▶ Extracted information
######
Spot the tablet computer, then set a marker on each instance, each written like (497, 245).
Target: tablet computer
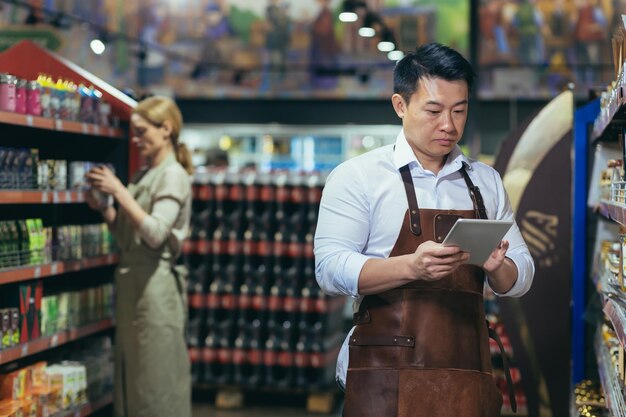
(479, 237)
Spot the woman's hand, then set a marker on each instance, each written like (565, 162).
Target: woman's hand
(103, 179)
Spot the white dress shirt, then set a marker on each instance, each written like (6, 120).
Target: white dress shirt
(364, 203)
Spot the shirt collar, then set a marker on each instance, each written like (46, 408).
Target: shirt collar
(403, 155)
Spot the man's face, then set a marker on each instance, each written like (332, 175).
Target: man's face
(434, 119)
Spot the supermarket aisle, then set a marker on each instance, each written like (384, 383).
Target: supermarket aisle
(202, 410)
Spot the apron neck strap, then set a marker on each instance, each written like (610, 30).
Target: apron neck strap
(477, 198)
(414, 212)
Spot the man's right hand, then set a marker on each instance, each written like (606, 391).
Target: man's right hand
(433, 261)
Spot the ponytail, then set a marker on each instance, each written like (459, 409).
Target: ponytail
(183, 156)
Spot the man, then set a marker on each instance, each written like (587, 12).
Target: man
(420, 342)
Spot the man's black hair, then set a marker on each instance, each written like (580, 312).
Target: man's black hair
(432, 60)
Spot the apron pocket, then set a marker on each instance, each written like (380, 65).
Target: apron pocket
(447, 393)
(371, 393)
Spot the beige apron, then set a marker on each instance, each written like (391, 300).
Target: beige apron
(422, 350)
(152, 369)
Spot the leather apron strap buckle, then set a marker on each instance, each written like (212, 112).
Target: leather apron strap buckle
(382, 340)
(507, 371)
(361, 317)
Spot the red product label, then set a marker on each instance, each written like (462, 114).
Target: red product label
(203, 247)
(196, 300)
(224, 355)
(212, 301)
(306, 305)
(233, 247)
(297, 195)
(204, 193)
(258, 302)
(220, 192)
(266, 193)
(245, 301)
(236, 192)
(228, 301)
(269, 358)
(239, 356)
(301, 359)
(282, 194)
(252, 193)
(279, 248)
(274, 303)
(209, 355)
(219, 247)
(249, 247)
(255, 356)
(317, 360)
(285, 359)
(194, 355)
(290, 304)
(188, 246)
(264, 248)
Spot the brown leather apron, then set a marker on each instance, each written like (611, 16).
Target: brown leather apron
(422, 350)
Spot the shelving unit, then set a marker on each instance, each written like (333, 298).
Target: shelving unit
(26, 273)
(56, 340)
(63, 126)
(58, 139)
(258, 321)
(87, 409)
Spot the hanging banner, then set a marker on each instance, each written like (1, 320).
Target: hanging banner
(535, 165)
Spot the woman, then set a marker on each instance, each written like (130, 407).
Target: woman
(152, 371)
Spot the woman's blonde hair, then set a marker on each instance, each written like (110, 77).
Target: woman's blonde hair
(157, 110)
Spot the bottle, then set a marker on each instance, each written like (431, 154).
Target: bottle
(21, 100)
(33, 98)
(8, 85)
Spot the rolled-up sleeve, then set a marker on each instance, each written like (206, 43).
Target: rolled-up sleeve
(172, 190)
(518, 251)
(342, 231)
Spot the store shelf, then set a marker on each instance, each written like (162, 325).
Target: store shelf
(261, 248)
(613, 211)
(613, 393)
(49, 342)
(60, 125)
(55, 268)
(41, 197)
(86, 409)
(615, 310)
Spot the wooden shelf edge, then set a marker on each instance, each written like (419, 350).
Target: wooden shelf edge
(60, 125)
(58, 339)
(41, 197)
(55, 268)
(608, 378)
######
▶ Exercise prompt
The records above are to be restated word for word, excluding all pictures.

▶ Written reply
Spot the tablet computer, then set a marker on each instance, each written like (497, 245).
Target: tablet computer
(479, 237)
Spot the woman's hand, then set a marker on each instance, each written like (565, 162).
Target: woman's hand
(103, 179)
Spot the white dress shirt, then set a marker on each instance, each written like (6, 120).
Target: white dress shirt
(364, 203)
Spot the shirt collar, then set a marker on each instance, each written like (46, 408).
Target: shirt collar
(403, 155)
Spot the man's face, then set a marker on each instance, each written like (332, 175).
Target: man's face
(434, 119)
Spot the supermarket aisle, then set a marker on each instance, each written like (384, 383).
Target: supermarket aisle
(202, 410)
Spot the apron neck strap, then set a marker on each instance, each written like (610, 30).
Target: apron neck strap
(477, 198)
(414, 212)
Spot the man's right hand, then set a marker on each instance, each written like (606, 391).
Target: man's right hand
(433, 261)
Spot the ponytail, then set a marker on each instance, each written like (459, 409).
Target: ponytail
(183, 156)
Spot the man, then set a marker on each instance, each written like (587, 12).
Target: man
(420, 342)
Spot the man's black hair, then set a marker on each instance, each written like (580, 312).
Target: man's black hair
(432, 60)
Spot the apron pocket, then set a marker on each instance, each written like (380, 65).
Target: apron pocket
(447, 393)
(371, 393)
Spot the beige apron, then set a marker on each instance, each written like (391, 300).
Target: beige apron
(422, 350)
(152, 369)
Spot the leather apron strap buckle, then set a marker on each instance, each written like (212, 112).
Target: leather apron strap buckle
(382, 340)
(507, 371)
(361, 317)
Spot the red product label, then set a marker on each instance, each written like (462, 114).
Target: red product label
(203, 247)
(196, 300)
(224, 355)
(212, 301)
(306, 305)
(233, 247)
(297, 195)
(204, 193)
(258, 302)
(220, 192)
(266, 193)
(245, 301)
(236, 192)
(228, 301)
(269, 358)
(239, 356)
(301, 359)
(282, 194)
(252, 193)
(279, 248)
(274, 303)
(209, 355)
(219, 247)
(249, 247)
(255, 356)
(317, 360)
(285, 359)
(194, 355)
(290, 304)
(188, 246)
(264, 248)
Spot the brown leather apron, then set a marker on each instance, each written like (611, 16).
Target: brown leather apron
(422, 350)
Spot the shelving unit, then set a marker on each instance, each written like (333, 298).
Target: shelving unit
(26, 273)
(56, 340)
(63, 126)
(58, 139)
(258, 321)
(87, 409)
Spot the hanging banner, then set a marker on each instance, each written like (1, 320).
Target: hanging banner
(535, 165)
Spot the woman, then set a marker on each instance, each written like (130, 407).
Target: woman
(152, 371)
Spot the woman's blonde hair, then set a marker on each instance, each written like (110, 77).
Target: woman's blonde hair
(157, 110)
Spot the bottle, then set a marker on each instance, each written like (431, 154).
Target: bottle
(21, 100)
(33, 98)
(8, 85)
Spot the rolled-up sleeve, then set a marker on each instance, each written like (206, 43).
Target: rolled-up sleeve
(172, 190)
(518, 251)
(342, 231)
Spot the store shelf, then set a marker on each instance, each written like (162, 325).
Target: store shelf
(261, 248)
(613, 211)
(613, 393)
(49, 342)
(60, 125)
(55, 268)
(41, 197)
(86, 409)
(615, 310)
Spot the wooden shelf edge, then set a marker on each instance, each written like (419, 350).
Target: wooden shelf edge
(60, 125)
(58, 339)
(41, 197)
(55, 268)
(608, 378)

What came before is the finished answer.